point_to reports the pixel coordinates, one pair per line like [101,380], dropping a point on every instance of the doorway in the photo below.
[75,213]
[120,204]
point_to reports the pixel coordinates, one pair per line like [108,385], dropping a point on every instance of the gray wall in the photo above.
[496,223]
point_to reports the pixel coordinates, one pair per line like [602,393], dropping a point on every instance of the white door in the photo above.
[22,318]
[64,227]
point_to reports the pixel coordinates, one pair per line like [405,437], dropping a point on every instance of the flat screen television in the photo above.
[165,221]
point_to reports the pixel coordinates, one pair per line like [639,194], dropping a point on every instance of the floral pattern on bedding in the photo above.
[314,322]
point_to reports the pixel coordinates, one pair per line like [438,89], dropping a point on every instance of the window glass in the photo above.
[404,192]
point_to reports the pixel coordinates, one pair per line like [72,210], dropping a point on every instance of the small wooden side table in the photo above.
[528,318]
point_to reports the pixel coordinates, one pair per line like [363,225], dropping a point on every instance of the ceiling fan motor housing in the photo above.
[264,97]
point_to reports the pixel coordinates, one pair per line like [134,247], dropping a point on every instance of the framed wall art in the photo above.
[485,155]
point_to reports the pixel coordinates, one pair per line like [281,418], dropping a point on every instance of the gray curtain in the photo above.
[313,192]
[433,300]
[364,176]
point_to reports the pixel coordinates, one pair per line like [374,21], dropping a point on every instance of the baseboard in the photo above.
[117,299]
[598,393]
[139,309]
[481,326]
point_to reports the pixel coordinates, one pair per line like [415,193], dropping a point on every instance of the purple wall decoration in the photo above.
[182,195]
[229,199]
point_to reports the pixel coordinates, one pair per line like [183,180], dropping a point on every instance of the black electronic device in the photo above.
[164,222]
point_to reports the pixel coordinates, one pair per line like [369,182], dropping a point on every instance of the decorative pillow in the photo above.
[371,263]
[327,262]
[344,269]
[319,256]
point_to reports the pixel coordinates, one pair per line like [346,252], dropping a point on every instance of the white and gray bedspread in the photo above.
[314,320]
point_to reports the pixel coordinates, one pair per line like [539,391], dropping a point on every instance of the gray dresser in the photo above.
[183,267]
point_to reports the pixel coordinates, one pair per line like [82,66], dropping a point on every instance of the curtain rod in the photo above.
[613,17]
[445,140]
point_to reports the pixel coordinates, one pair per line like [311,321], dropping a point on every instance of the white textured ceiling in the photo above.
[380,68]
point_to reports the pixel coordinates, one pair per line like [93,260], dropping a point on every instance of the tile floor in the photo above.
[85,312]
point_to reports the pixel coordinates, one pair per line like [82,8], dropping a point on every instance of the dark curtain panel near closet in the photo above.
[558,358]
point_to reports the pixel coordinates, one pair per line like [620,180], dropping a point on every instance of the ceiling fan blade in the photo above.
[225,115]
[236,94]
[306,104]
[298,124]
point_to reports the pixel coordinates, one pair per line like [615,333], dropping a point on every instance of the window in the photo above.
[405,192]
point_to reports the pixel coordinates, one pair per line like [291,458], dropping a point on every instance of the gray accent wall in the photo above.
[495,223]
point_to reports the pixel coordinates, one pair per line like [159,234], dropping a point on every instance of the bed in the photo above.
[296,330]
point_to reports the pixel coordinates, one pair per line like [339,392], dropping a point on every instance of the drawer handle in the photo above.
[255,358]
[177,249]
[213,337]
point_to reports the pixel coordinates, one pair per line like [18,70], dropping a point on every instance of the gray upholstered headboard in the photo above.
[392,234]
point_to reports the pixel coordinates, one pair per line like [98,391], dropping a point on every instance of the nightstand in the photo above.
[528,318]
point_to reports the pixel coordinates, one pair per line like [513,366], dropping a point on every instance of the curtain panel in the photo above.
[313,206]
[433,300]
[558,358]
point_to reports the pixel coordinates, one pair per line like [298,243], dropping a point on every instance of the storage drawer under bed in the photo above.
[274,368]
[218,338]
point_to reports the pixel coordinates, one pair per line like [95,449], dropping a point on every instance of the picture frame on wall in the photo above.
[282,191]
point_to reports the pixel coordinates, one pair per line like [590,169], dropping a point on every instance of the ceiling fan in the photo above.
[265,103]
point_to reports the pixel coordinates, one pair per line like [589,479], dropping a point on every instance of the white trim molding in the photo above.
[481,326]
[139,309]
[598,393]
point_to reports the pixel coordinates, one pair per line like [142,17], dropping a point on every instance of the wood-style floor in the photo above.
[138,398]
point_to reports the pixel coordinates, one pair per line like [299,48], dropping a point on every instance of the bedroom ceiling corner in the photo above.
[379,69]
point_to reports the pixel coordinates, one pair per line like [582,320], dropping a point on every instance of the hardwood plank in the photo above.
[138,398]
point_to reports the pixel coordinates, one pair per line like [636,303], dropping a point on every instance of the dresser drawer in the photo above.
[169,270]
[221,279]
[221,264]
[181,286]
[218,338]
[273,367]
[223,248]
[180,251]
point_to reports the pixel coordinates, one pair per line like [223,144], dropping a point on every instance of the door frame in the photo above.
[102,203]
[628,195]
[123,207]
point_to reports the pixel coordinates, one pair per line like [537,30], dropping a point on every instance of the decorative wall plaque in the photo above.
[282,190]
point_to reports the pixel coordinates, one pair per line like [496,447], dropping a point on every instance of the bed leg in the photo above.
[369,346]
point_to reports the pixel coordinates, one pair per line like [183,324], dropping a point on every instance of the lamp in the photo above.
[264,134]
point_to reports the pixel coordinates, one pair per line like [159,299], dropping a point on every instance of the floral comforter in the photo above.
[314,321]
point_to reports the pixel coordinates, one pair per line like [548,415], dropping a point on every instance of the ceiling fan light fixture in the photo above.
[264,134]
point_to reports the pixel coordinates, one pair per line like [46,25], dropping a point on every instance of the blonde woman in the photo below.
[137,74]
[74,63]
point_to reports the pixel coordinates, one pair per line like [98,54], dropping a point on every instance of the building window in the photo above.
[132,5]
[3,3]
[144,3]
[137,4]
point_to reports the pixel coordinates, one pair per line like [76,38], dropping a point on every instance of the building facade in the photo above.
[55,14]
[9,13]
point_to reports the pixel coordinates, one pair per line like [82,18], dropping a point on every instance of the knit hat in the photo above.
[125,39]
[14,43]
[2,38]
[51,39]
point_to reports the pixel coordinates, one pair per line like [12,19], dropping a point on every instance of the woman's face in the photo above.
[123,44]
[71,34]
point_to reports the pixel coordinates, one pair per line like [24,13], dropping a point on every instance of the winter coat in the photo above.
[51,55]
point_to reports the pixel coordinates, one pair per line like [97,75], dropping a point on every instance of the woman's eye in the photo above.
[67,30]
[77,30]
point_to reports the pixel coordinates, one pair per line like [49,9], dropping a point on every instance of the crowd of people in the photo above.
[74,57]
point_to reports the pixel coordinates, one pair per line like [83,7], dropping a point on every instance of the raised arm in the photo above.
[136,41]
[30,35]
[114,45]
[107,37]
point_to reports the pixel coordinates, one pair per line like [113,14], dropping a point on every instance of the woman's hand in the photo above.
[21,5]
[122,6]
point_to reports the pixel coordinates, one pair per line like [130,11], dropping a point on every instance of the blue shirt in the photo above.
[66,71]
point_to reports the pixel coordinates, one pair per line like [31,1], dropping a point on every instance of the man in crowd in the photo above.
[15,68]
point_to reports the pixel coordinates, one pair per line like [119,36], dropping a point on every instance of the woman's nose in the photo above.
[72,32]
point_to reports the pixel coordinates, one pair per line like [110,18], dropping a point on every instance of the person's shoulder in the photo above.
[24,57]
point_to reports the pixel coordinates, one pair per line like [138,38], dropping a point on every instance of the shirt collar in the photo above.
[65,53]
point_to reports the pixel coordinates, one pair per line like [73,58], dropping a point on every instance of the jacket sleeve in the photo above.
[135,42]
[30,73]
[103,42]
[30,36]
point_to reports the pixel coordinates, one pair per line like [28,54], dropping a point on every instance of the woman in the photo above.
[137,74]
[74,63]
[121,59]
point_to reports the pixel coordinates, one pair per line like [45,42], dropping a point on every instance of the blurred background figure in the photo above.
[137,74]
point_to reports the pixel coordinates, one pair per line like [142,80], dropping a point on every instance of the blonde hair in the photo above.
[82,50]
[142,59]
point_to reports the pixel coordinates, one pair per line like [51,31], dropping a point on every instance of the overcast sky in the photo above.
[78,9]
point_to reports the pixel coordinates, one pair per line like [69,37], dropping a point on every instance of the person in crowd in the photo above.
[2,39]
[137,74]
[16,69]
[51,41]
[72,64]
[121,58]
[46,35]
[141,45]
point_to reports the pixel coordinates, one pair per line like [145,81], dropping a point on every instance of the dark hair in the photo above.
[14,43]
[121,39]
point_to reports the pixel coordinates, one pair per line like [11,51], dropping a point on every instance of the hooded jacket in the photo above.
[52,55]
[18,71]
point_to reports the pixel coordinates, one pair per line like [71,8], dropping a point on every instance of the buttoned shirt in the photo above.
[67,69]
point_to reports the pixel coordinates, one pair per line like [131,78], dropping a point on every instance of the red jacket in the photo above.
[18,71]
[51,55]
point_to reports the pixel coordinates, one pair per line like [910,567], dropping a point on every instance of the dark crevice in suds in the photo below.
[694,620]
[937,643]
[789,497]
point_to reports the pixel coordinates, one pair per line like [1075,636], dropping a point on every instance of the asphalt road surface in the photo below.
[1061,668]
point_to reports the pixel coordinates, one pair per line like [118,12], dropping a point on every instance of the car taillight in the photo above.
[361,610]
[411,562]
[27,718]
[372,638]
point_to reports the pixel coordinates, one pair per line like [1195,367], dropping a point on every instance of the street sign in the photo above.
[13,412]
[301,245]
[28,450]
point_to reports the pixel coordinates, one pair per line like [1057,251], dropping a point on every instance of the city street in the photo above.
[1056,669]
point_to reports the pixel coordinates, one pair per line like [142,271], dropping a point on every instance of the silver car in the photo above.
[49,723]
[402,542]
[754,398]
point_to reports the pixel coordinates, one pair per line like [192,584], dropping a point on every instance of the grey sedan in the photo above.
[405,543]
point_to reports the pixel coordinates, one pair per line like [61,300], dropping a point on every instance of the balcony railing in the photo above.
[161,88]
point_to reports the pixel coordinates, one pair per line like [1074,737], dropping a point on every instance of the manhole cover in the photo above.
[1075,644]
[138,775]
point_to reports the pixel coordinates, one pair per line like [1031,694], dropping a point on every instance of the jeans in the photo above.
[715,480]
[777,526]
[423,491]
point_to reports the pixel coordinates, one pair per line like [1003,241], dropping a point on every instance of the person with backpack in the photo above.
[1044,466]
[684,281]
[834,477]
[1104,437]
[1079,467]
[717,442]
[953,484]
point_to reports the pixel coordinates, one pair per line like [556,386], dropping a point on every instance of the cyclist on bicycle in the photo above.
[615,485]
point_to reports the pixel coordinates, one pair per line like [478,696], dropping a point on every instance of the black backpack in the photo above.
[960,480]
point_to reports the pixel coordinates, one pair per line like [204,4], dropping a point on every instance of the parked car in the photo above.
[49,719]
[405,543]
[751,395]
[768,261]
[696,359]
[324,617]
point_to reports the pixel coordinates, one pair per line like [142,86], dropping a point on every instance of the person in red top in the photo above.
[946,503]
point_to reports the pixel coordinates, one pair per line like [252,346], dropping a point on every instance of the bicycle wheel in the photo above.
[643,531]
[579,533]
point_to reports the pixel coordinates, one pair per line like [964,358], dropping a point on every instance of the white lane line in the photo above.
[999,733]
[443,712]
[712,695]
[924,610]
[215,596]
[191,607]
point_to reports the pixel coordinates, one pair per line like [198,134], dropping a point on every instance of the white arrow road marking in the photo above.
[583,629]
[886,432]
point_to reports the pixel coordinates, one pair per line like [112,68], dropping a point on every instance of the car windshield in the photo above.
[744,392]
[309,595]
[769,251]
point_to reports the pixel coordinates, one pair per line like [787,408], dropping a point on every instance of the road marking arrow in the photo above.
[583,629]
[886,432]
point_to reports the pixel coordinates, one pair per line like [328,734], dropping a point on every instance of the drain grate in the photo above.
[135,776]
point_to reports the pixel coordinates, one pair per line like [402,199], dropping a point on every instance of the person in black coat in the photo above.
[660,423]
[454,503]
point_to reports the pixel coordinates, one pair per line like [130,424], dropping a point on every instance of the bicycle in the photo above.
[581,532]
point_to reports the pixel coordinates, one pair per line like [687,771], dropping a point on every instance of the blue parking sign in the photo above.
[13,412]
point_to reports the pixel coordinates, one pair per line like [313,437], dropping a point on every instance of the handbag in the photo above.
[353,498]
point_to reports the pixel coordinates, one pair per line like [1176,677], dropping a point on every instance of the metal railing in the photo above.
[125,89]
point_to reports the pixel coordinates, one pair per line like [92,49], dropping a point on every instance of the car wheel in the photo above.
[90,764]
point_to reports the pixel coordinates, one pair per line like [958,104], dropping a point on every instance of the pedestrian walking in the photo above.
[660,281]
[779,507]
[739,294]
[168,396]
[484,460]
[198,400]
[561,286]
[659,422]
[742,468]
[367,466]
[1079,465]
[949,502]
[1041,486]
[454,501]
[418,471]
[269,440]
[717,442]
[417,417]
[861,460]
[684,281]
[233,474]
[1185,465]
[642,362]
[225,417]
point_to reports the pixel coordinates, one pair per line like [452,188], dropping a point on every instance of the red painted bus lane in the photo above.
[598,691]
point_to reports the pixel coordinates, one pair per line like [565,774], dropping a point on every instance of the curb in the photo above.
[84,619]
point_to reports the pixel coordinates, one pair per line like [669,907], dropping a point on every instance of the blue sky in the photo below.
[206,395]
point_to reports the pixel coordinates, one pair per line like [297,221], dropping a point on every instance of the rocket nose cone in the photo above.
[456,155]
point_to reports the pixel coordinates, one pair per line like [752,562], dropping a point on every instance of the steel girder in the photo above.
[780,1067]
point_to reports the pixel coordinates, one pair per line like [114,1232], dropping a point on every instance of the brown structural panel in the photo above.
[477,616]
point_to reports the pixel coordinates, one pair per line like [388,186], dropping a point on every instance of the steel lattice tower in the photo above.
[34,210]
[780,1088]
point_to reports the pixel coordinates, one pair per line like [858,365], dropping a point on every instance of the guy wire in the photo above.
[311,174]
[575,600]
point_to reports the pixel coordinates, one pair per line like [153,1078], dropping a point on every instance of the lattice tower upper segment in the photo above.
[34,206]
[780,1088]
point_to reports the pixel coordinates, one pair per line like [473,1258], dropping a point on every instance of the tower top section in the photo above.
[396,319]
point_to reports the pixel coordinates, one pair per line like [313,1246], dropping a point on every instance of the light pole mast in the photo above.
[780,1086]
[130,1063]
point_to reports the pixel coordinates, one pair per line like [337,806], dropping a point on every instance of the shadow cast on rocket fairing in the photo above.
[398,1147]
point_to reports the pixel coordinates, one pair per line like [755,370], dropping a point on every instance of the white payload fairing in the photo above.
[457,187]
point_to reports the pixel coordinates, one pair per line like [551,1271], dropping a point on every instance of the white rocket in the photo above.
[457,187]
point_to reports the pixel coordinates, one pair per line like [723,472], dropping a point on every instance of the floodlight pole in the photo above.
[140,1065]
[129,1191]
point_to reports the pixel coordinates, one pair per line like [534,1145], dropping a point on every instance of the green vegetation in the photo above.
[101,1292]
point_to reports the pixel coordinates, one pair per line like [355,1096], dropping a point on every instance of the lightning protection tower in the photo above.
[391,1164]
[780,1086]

#### [About this task]
Nothing but the exact lines of the data above, from the line containing "vegetation in the photo above." through the last, should appear in the answer.

#### [Task result]
point_to reports the pixel coordinates, one pair per line like [534,1145], dropping a point on every instance of the green vegetation in the photo above.
[101,1292]
point_to reports the pixel coordinates, one pair per line like [355,1096], dropping a point on every instance of the lightning protection tower in the photo above.
[391,1164]
[780,1086]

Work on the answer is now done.